Starting at the line that contains "Highlight-reel tagging: indicate the sky", quote each line exactly through the last line of the entries, both included.

(Excerpt from a dataset)
==*==

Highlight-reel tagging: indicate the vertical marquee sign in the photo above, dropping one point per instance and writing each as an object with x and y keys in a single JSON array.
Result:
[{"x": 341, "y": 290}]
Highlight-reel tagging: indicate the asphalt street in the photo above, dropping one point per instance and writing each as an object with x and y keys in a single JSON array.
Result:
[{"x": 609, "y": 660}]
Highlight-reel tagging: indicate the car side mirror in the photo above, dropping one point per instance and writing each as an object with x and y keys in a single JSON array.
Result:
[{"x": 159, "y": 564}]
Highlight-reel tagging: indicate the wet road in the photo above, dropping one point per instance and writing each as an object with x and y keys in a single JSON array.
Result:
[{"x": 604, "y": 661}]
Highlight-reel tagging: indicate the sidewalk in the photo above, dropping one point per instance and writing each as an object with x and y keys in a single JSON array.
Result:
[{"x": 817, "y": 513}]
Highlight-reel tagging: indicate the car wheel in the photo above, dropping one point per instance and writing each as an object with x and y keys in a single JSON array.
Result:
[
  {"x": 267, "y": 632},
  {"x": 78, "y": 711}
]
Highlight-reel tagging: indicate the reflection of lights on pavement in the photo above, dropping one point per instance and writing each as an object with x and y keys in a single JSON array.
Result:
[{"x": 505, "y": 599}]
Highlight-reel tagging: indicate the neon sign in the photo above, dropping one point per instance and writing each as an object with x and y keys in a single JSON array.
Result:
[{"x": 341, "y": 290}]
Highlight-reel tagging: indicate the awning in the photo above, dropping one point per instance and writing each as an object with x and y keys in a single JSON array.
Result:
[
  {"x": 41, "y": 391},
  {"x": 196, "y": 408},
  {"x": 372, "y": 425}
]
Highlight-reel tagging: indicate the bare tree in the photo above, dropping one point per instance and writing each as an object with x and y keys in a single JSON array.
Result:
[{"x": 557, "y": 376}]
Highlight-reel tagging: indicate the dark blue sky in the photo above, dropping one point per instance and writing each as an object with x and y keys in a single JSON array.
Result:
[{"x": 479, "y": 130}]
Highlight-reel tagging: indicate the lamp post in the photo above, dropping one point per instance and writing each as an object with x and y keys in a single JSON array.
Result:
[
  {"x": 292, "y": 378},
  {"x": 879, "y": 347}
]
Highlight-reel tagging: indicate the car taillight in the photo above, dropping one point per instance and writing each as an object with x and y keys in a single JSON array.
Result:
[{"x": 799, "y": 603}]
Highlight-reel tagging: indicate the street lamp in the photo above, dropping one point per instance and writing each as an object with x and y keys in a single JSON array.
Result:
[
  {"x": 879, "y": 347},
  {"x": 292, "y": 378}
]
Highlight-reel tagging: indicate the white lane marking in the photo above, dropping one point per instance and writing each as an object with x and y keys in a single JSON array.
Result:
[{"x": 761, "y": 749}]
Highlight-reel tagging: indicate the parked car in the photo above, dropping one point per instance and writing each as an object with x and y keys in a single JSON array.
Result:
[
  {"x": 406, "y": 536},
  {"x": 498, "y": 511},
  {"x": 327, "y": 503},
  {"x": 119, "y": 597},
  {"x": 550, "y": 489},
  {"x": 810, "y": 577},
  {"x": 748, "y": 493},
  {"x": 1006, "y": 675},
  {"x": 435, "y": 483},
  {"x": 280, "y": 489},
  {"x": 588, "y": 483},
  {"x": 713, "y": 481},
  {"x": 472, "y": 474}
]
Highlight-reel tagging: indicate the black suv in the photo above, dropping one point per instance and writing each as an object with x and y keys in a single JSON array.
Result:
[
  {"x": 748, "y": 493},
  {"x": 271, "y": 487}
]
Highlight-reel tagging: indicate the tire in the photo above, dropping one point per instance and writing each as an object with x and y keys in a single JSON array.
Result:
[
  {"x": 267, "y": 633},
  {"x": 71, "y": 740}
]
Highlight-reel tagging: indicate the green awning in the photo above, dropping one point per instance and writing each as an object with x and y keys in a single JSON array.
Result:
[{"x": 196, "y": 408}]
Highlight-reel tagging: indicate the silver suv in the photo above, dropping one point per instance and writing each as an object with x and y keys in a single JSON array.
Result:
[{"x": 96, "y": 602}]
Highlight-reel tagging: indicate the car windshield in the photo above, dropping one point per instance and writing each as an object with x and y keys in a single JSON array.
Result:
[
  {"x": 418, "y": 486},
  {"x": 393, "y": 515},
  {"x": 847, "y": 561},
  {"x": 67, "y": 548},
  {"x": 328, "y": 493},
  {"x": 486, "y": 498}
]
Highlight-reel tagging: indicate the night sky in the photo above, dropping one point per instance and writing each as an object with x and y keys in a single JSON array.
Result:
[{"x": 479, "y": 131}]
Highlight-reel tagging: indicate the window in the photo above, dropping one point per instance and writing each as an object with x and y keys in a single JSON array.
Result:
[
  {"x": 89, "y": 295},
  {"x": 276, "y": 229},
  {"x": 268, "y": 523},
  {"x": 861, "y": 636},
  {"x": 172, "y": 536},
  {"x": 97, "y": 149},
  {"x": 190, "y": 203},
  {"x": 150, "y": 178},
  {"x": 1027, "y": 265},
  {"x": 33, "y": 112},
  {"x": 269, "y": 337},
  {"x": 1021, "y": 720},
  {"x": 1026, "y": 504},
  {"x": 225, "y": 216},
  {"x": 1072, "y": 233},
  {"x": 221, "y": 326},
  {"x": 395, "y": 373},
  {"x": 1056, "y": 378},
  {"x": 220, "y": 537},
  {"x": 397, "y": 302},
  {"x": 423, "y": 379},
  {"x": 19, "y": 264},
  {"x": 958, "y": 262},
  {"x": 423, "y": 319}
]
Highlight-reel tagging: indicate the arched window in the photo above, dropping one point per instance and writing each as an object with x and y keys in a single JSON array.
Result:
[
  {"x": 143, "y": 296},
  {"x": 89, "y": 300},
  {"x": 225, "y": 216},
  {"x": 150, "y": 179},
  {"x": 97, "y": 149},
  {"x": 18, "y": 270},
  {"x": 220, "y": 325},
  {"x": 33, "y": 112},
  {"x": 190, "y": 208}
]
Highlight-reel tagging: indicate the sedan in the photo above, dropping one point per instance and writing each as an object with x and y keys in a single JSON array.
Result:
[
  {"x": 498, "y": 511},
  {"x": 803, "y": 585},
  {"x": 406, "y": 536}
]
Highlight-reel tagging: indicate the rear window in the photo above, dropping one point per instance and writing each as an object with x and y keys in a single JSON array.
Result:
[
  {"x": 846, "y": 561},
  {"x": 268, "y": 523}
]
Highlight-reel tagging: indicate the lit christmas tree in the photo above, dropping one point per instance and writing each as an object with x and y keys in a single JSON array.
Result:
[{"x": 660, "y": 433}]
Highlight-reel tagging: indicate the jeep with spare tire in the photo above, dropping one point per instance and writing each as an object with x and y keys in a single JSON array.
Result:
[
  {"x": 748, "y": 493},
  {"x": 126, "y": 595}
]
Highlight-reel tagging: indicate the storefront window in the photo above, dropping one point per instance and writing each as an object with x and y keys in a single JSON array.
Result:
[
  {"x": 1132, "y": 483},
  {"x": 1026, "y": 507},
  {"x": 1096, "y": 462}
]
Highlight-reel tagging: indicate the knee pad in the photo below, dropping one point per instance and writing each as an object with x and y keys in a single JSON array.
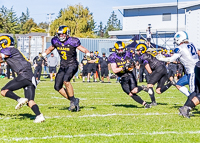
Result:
[
  {"x": 57, "y": 88},
  {"x": 192, "y": 95}
]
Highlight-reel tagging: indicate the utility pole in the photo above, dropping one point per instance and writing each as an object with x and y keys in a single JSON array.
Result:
[{"x": 49, "y": 14}]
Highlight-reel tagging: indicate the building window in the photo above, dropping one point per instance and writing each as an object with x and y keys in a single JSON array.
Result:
[{"x": 166, "y": 16}]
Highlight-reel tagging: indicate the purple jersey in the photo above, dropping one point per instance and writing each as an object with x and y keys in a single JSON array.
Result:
[
  {"x": 120, "y": 61},
  {"x": 66, "y": 50},
  {"x": 18, "y": 62},
  {"x": 151, "y": 60}
]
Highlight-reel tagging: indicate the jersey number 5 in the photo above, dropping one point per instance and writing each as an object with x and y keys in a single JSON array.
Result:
[
  {"x": 64, "y": 55},
  {"x": 192, "y": 49}
]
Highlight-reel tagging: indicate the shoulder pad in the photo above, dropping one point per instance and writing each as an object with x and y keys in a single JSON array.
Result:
[
  {"x": 111, "y": 58},
  {"x": 177, "y": 50}
]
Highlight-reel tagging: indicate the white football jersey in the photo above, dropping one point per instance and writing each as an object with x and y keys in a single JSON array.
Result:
[{"x": 188, "y": 56}]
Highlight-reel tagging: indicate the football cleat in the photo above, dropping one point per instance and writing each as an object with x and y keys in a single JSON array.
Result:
[
  {"x": 173, "y": 82},
  {"x": 147, "y": 106},
  {"x": 21, "y": 102},
  {"x": 185, "y": 111},
  {"x": 74, "y": 106},
  {"x": 153, "y": 103},
  {"x": 39, "y": 119}
]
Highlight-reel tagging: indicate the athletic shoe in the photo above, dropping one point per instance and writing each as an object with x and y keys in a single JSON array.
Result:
[
  {"x": 153, "y": 103},
  {"x": 21, "y": 102},
  {"x": 146, "y": 89},
  {"x": 74, "y": 106},
  {"x": 39, "y": 119},
  {"x": 173, "y": 82},
  {"x": 147, "y": 106},
  {"x": 185, "y": 111}
]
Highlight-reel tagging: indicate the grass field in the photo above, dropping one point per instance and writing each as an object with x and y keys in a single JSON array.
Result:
[{"x": 107, "y": 115}]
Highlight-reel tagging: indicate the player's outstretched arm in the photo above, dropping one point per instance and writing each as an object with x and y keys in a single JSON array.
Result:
[
  {"x": 115, "y": 69},
  {"x": 2, "y": 56},
  {"x": 83, "y": 49},
  {"x": 48, "y": 51}
]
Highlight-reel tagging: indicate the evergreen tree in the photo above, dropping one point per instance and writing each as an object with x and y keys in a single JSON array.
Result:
[{"x": 78, "y": 19}]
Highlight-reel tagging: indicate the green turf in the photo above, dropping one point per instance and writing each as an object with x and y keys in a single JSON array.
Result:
[{"x": 107, "y": 115}]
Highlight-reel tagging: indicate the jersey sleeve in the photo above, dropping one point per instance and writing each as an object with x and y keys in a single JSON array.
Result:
[
  {"x": 6, "y": 51},
  {"x": 53, "y": 41},
  {"x": 75, "y": 42},
  {"x": 111, "y": 59}
]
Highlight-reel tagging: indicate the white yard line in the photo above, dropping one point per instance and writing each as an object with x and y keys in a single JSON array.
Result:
[
  {"x": 101, "y": 115},
  {"x": 99, "y": 135}
]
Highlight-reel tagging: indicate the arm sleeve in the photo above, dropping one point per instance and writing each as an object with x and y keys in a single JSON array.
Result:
[{"x": 170, "y": 59}]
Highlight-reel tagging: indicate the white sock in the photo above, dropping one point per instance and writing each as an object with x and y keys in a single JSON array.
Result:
[{"x": 184, "y": 90}]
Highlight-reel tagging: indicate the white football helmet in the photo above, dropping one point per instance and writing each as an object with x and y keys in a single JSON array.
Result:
[{"x": 180, "y": 37}]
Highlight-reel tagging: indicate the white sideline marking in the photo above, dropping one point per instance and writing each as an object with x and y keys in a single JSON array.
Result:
[
  {"x": 114, "y": 114},
  {"x": 101, "y": 115},
  {"x": 99, "y": 135}
]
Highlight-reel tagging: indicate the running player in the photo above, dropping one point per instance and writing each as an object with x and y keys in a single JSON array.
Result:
[
  {"x": 188, "y": 55},
  {"x": 121, "y": 65},
  {"x": 24, "y": 79},
  {"x": 66, "y": 47}
]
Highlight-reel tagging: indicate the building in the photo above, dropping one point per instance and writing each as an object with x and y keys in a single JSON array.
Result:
[{"x": 165, "y": 20}]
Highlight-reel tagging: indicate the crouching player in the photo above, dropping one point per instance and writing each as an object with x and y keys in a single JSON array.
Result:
[
  {"x": 194, "y": 98},
  {"x": 25, "y": 78},
  {"x": 121, "y": 65}
]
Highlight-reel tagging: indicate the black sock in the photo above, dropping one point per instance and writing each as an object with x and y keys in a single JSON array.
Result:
[
  {"x": 72, "y": 98},
  {"x": 36, "y": 110},
  {"x": 12, "y": 95},
  {"x": 189, "y": 103},
  {"x": 165, "y": 87},
  {"x": 137, "y": 98},
  {"x": 139, "y": 89},
  {"x": 152, "y": 95}
]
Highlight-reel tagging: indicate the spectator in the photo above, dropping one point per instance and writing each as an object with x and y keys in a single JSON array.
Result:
[
  {"x": 52, "y": 63},
  {"x": 103, "y": 66},
  {"x": 148, "y": 33}
]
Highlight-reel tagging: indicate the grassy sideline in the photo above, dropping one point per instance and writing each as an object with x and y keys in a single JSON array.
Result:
[{"x": 107, "y": 115}]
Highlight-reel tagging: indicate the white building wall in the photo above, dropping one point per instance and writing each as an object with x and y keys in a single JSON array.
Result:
[
  {"x": 193, "y": 26},
  {"x": 135, "y": 19}
]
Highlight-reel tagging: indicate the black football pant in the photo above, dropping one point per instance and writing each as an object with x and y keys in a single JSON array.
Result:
[
  {"x": 37, "y": 72},
  {"x": 128, "y": 83},
  {"x": 18, "y": 83}
]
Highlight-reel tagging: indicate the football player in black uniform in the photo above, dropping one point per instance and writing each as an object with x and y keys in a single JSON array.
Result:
[
  {"x": 38, "y": 61},
  {"x": 158, "y": 74},
  {"x": 104, "y": 65},
  {"x": 121, "y": 65},
  {"x": 84, "y": 65},
  {"x": 24, "y": 79},
  {"x": 194, "y": 98},
  {"x": 92, "y": 66},
  {"x": 96, "y": 53},
  {"x": 66, "y": 47}
]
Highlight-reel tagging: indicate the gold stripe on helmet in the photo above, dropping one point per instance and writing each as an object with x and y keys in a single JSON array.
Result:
[
  {"x": 65, "y": 29},
  {"x": 116, "y": 46},
  {"x": 8, "y": 39}
]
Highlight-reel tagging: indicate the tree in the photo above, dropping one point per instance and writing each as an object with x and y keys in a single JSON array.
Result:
[
  {"x": 24, "y": 18},
  {"x": 27, "y": 26},
  {"x": 78, "y": 19},
  {"x": 9, "y": 21},
  {"x": 43, "y": 25},
  {"x": 113, "y": 24}
]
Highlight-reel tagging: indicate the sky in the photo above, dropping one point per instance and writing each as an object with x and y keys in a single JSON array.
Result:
[{"x": 101, "y": 9}]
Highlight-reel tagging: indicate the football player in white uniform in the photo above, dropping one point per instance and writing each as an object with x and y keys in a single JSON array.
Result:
[{"x": 188, "y": 55}]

==*==

◆ **Output of the task**:
Highlight-reel tagging: indicate the sky in the photo above, dropping one point per instance and writing each as an object with x and y keys in a single JSON array.
Result:
[{"x": 101, "y": 9}]
Highlight-reel tagging: indicate the football player in white uniform in the photo above, dropping one point per instance and writing each as an object with x and y keys in a single JSON array.
Result:
[{"x": 188, "y": 55}]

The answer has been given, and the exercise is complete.